De Maizière erstmals ohne militärischen Schutz nach Afghanistan

Kabul/Masar-i-Scharif (dpa) - Verteidigungsminister Thomas de Maizière ist erstmals mit der zivilen Regierungsmaschine ohne Schutz vor Raketenangriffen nach Afghanistan geflogen. „Das ist auch ein Zeichen für die bessere Sicherheit hier im Norden“, sagte de Maizière nach der Ankunft.

„Das wird nicht immer so sein, ich habe das für heute mal so entschieden.“

Der CDU-Politiker landete am frühen Montagmorgen nach einem knapp sechsstündigen Direktflug aus Berlin mit dem VIP-Airbus am Hauptquartier der Bundeswehr im nordafghanischen Masar-i-Scharif. Bisher mussten Regierungsmitglieder bei Afghanistan-Reisen aus Sicherheitsgründen im usbekischen Termes zwischenlanden und dort für den Rest der Reise in ein Transall-Militärflugzeug mit Raketenabwehrsystem umsteigen.

Für den Weiterflug von Masar-i-Scharif Richtung Süden nach Kabul stieg der Minister dann allerdings doch wieder in eine Transall-Transportmaschine um, in der Splitterschutzwesten und Stahlhelme bereit lagen. Der Minister warnte davor, bei der Anpassung an die Sicherheitslage zu viel auf einmal zu wollen. „Alles weitere wird sich Schritt für Schritt finden“, sagte er.

□ □ □ □ □

-- Aufgabe --
Wie lange dauerte laut dem Artikel über de Maizières Afghanistan-Reise der Direktflug aus Berlin nach Masar-i-Scharif?

□ □ □ □ □

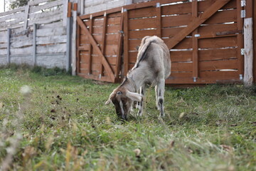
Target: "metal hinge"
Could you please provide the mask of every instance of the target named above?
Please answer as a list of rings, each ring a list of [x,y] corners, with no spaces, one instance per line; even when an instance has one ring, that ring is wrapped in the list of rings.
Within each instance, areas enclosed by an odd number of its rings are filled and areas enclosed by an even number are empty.
[[[245,18],[245,9],[241,10],[241,18]]]
[[[242,79],[243,79],[243,78],[242,78],[242,74],[240,74],[240,75],[239,75],[239,79],[240,79],[240,81],[242,81]]]
[[[246,1],[241,0],[241,6],[246,6]]]
[[[245,55],[245,48],[241,48],[241,55]]]

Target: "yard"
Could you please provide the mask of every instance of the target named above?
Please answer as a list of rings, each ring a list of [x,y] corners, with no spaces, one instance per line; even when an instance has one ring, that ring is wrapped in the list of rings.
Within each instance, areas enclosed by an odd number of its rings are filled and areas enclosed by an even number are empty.
[[[164,120],[149,88],[144,116],[123,122],[105,105],[117,86],[57,69],[1,68],[2,169],[256,170],[256,87],[166,86]]]

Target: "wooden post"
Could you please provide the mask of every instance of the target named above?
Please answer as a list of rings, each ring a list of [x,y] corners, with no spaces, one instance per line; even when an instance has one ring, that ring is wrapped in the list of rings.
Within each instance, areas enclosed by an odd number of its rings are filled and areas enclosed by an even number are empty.
[[[82,0],[83,1],[83,0]],[[67,14],[68,14],[68,0],[63,0],[63,26],[67,26]]]
[[[85,0],[80,0],[80,15],[82,15],[85,12]]]
[[[241,17],[241,11],[243,10],[243,6],[241,6],[241,1],[237,1],[236,2],[237,6],[237,26],[238,30],[242,30],[243,29],[243,18]],[[243,43],[243,34],[238,33],[237,34],[238,37],[238,48],[237,48],[237,56],[239,61],[238,65],[238,74],[240,81],[242,81],[243,77],[245,76],[244,73],[244,56],[241,54],[241,49],[244,48],[244,43]]]
[[[33,65],[36,65],[36,24],[33,24]]]
[[[71,42],[71,8],[72,3],[69,2],[68,6],[68,19],[67,19],[67,43],[66,43],[66,65],[65,70],[68,71],[70,66],[70,42]]]
[[[251,86],[253,83],[253,20],[252,1],[246,1],[245,17],[244,20],[244,42],[245,42],[245,86]]]
[[[253,4],[252,4],[252,10],[253,10],[253,16],[252,16],[252,18],[253,18],[253,41],[255,42],[256,41],[256,2],[254,1],[253,1]],[[253,44],[253,49],[254,49],[254,51],[253,51],[253,56],[254,56],[254,60],[253,60],[253,63],[254,63],[254,65],[253,65],[253,67],[254,68],[256,68],[256,43],[255,43]],[[254,83],[256,83],[256,69],[254,69],[254,73],[253,73],[253,75],[254,75]]]
[[[160,2],[156,3],[156,36],[161,38],[161,8]]]
[[[105,12],[104,13],[104,21],[103,21],[103,31],[102,31],[102,54],[105,55],[105,48],[106,48],[106,33],[107,33],[107,13]],[[101,60],[101,63],[100,63],[100,79],[101,78],[102,76],[104,76],[103,75],[103,64],[102,64],[102,59]]]
[[[192,17],[196,19],[198,17],[198,1],[193,0],[192,1]],[[200,35],[198,34],[198,29],[196,28],[192,33],[192,46],[193,46],[193,82],[196,82],[198,78],[198,38]]]
[[[10,48],[11,48],[11,28],[8,28],[7,29],[7,63],[11,63]]]
[[[124,76],[127,75],[129,71],[129,19],[127,9],[124,9]]]
[[[252,18],[245,19],[245,78],[246,86],[252,86],[253,83],[253,41],[252,41]]]
[[[25,16],[24,16],[24,30],[26,29],[28,26],[28,13],[29,13],[29,4],[27,4],[25,7]]]
[[[74,9],[73,11],[73,27],[72,27],[72,48],[71,48],[71,66],[72,76],[75,76],[76,71],[76,18],[78,16],[78,4],[74,4]]]
[[[92,19],[92,16],[90,15],[90,22],[89,22],[89,29],[90,29],[89,32],[90,32],[90,34],[91,34],[91,35],[92,33],[92,24],[93,24],[93,19]],[[92,44],[90,43],[90,45],[89,45],[88,75],[92,73]]]

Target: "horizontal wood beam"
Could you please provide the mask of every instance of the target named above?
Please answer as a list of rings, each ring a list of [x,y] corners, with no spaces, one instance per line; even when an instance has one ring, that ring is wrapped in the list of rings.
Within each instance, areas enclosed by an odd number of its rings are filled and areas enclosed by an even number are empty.
[[[85,33],[88,36],[89,41],[90,43],[92,44],[92,47],[95,48],[96,52],[99,54],[99,56],[102,58],[102,64],[104,66],[104,68],[105,68],[106,71],[107,72],[109,76],[110,77],[112,82],[114,81],[114,74],[110,66],[110,64],[108,63],[106,58],[103,56],[102,51],[97,46],[97,43],[96,43],[95,39],[93,38],[93,36],[90,33],[90,31],[88,31],[86,24],[82,22],[82,19],[78,16],[77,17],[77,21],[79,26],[81,27],[82,30],[85,31]]]
[[[182,41],[186,36],[193,31],[201,24],[213,16],[218,9],[229,2],[230,0],[215,0],[215,1],[203,14],[193,19],[187,27],[181,30],[178,34],[166,42],[168,47],[171,49]]]

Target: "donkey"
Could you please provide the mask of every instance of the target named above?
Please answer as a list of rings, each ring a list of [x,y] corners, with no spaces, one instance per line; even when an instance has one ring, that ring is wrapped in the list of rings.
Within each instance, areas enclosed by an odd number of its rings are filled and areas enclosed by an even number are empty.
[[[146,36],[142,40],[134,66],[128,72],[122,83],[110,94],[105,105],[112,101],[117,115],[127,120],[133,102],[136,101],[138,115],[142,116],[145,87],[149,85],[155,86],[159,117],[164,117],[164,84],[170,74],[171,59],[167,46],[156,36]]]

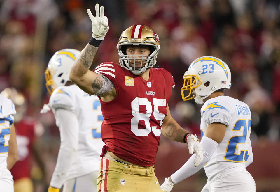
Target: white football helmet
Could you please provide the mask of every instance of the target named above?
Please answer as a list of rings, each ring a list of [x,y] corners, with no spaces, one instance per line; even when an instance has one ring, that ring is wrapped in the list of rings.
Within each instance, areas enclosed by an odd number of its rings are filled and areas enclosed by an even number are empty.
[[[46,86],[50,94],[57,87],[63,86],[69,81],[71,67],[81,52],[73,49],[65,49],[57,52],[49,62],[45,72]]]
[[[124,31],[119,39],[117,48],[119,54],[120,64],[122,67],[130,71],[134,75],[138,75],[153,67],[157,62],[157,56],[158,54],[160,39],[158,35],[152,29],[146,25],[133,25]],[[147,45],[150,48],[149,55],[129,56],[126,52],[126,47],[128,45]],[[133,56],[134,56],[134,57]],[[135,57],[140,57],[141,59],[141,67],[135,66]],[[143,57],[146,57],[146,58]],[[129,60],[134,60],[134,67],[129,65]],[[143,61],[146,61],[145,66],[142,67]]]
[[[203,103],[203,100],[214,91],[231,86],[231,75],[228,65],[220,59],[211,56],[201,57],[193,61],[183,79],[184,84],[181,88],[183,100],[194,97],[195,102],[199,104]],[[195,97],[192,89],[195,91]],[[184,93],[186,91],[188,93],[187,96]]]
[[[23,118],[27,108],[27,101],[23,94],[13,88],[6,88],[1,92],[0,95],[11,99],[15,104],[17,112],[14,121],[17,123]]]

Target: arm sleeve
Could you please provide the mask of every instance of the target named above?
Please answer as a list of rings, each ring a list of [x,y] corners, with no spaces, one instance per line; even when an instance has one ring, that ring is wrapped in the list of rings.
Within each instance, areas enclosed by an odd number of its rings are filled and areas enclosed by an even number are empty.
[[[61,143],[56,165],[50,184],[52,187],[60,189],[75,157],[78,148],[79,124],[76,115],[71,111],[57,109],[55,110],[55,116],[60,123]]]
[[[250,149],[249,151],[250,153],[249,154],[249,157],[248,159],[247,159],[247,161],[245,162],[245,166],[247,167],[249,165],[251,164],[254,160],[254,158],[253,157],[253,152],[252,150],[252,144],[251,143],[251,140],[249,140],[250,142]]]
[[[192,155],[182,167],[171,175],[171,179],[174,184],[177,183],[192,175],[203,167],[211,159],[212,155],[217,150],[218,145],[214,140],[205,136],[202,138],[200,144],[204,150],[202,162],[197,166],[194,166],[193,160],[195,157],[195,154]]]
[[[102,78],[103,85],[98,91],[94,95],[102,95],[107,93],[113,88],[115,85],[110,79],[102,74],[97,73],[97,74]]]

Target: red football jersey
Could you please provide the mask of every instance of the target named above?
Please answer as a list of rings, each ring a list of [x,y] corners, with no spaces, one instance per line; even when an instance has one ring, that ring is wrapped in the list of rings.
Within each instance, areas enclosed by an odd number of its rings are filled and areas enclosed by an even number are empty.
[[[33,118],[25,117],[21,121],[15,123],[17,135],[18,161],[10,171],[14,180],[23,177],[29,177],[32,166],[32,145],[34,140],[43,128],[41,123]]]
[[[155,163],[162,120],[174,81],[162,68],[151,68],[148,81],[112,62],[99,65],[94,72],[114,83],[116,97],[100,99],[104,118],[102,135],[106,150],[133,163]]]

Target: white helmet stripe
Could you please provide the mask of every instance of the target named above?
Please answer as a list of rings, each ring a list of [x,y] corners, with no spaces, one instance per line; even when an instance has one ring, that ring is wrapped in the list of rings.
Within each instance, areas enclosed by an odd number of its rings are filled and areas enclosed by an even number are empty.
[[[132,36],[132,37],[134,39],[141,38],[141,34],[142,33],[142,29],[143,28],[143,25],[136,25],[134,31],[134,36]],[[133,35],[133,34],[132,34],[132,35]]]

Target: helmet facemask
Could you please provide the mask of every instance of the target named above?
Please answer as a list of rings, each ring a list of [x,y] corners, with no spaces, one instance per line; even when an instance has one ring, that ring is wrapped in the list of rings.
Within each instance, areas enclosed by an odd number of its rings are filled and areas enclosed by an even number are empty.
[[[121,66],[135,75],[142,73],[153,67],[156,63],[160,45],[160,40],[157,35],[147,26],[134,25],[129,28],[123,32],[117,45]],[[126,48],[130,45],[148,47],[150,54],[148,55],[127,55]],[[129,61],[132,60],[134,61],[134,66],[130,65]],[[136,67],[136,60],[141,61],[140,67]],[[142,66],[144,61],[146,63],[144,66]]]
[[[150,68],[153,67],[157,62],[156,59],[158,54],[158,49],[156,47],[156,45],[148,45],[145,44],[146,42],[139,43],[138,45],[135,45],[135,43],[127,42],[125,44],[120,45],[119,49],[118,49],[118,52],[119,53],[119,58],[121,66],[124,67],[136,75],[140,75]],[[153,42],[150,42],[149,43],[152,44]],[[141,47],[142,46],[144,46],[144,47],[146,47],[148,48],[147,49],[150,51],[150,54],[147,55],[128,55],[126,52],[126,49],[130,45],[135,46],[136,47]],[[141,65],[140,67],[136,67],[136,60],[141,60]],[[132,67],[130,65],[129,61],[131,60],[134,61],[134,66]],[[146,63],[145,65],[143,66],[143,63],[144,61],[146,61]]]
[[[197,87],[202,83],[199,77],[195,75],[189,75],[186,71],[183,77],[184,84],[181,88],[181,94],[183,101],[187,101],[193,98],[195,96],[192,94],[193,89]],[[188,95],[185,96],[185,93]]]

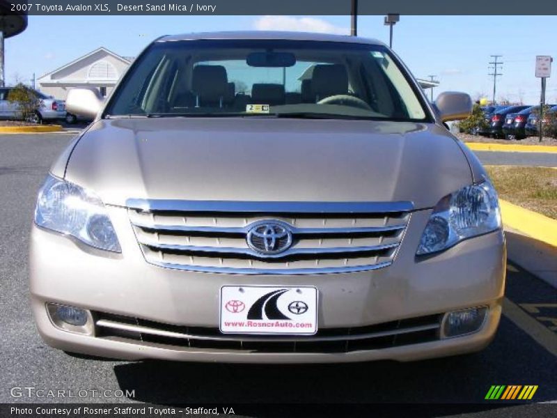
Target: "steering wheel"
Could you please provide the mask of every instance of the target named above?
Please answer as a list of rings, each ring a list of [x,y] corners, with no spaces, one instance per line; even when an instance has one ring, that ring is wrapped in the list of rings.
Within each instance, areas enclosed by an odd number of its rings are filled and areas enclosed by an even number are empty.
[[[354,107],[363,109],[365,110],[373,110],[371,107],[366,102],[356,96],[350,95],[348,94],[336,94],[335,95],[329,96],[324,99],[322,99],[317,102],[317,104],[348,104]]]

□ □ □ □ □

-- Antwort --
Knapp sechs Stunden.